## PROBLEM TO SOLVE
Pick up the walkthrough of the quadrilateral ABCD area problem below and carry it on from the point where it stops.

## SELECTED PASSAGE
Restated: Quadrilateral $ABCD$ has two right angles: $\angle ABC = 90^\circ$ and $\angle ACD = 90^\circ$. The diagonal $AC$ has length $20$, and $CD = 30$. The two diagonals $AC$ and $BD$ meet at point $E$, with $AE = 5$. Find the area of $ABCD$.

Givens: $\angle ABC = 90^\circ$ — so $\triangle ABC$ is right-angled at $B$ with hypotenuse $AC$; $\angle ACD = 90^\circ$ — so $\triangle ACD$ is right-angled at $C$ with legs $AC$ and $CD$; $AC = 20$, $CD = 30$; Diagonals $AC$ and $BD$ meet at $E$ with $AE = 5$ (so $EC = 15$); Choices: (A) $330$, (B) $340$, (C) $350$, (D) $360$, (E) $370$

Unknowns: Area of quadrilateral $ABCD$

Understand

Restated: Quadrilateral $ABCD$ has two right angles: $\angle ABC = 90^\circ$ and $\angle ACD = 90^\circ$. The diagonal $AC$ has length $20$, and $CD = 30$. The two diagonals $AC$ and $BD$ meet at point $E$, with $AE = 5$. Find the area of $ABCD$.

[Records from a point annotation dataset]
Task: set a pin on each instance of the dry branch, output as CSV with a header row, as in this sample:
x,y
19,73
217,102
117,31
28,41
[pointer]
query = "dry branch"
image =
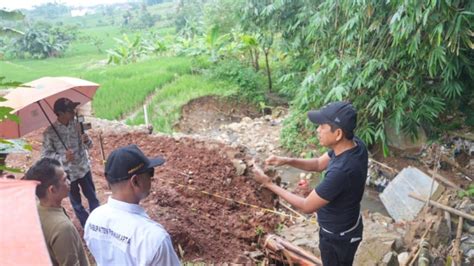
x,y
295,255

## RESULT OF THE EXERCISE
Givens: $\angle ABC = 90^\circ$ — so $\triangle ABC$ is right-angled at $B$ with hypotenuse $AC$; $\angle ACD = 90^\circ$ — so $\triangle ACD$ is right-angled at $C$ with legs $AC$ and $CD$; $AC = 20$, $CD = 30$; Diagonals $AC$ and $BD$ meet at $E$ with $AE = 5$ (so $EC = 15$); Choices: (A) $330$, (B) $340$, (C) $350$, (D) $360$, (E) $370$

Plan

Primary tool: #7 Identify Subproblems

Secondary: #1 Draw a Diagram, #13 Convert to Algebra

Tool #7 (Subproblems): the diagonal $AC$ cuts $ABCD$ into two right triangles $\triangle ACD$ and $\triangle ABC$. Compute each area separately and add. $\triangle ACD$ is immediate since both legs are given. $\triangle ABC$ needs the altitude from $B$ to $AC$ — call it $BF$, with $F$ on $AC$. Tool #1 (Diagram): draw $AC$ horizontally with $A$ on the right, $C$ at the origin, $D$ above $C$, and mark $E$ on $AC$. Since $BF$ and $CD$ are both perpendicular to $AC$, they are parallel, so $\triangle EBF \sim \triangle EDC$ by AA. Tool #13 (Algebra): let $EF = x$, use the similarity to express $BF$ in terms of $x$, then apply the right-triangle altitude theorem $BF^2 = AF \cdot FC$ to get $x$.

Execute — Answer: D

#7 Identify Subproblems 6.G.A.1 Step 1
  • Compute the easy half: $\triangle ACD$ has a right angle at $C$ with legs $AC = 20$ and $CD = 30$.
  • Area $= \tfrac{1}{2} \cdot 20 \cdot 30 = 300$.
$$[\triangle ACD] = \tfrac{1}{2} \cdot 20 \cdot 30 = 300$$

💡 Right triangle with both legs given — half the rectangle.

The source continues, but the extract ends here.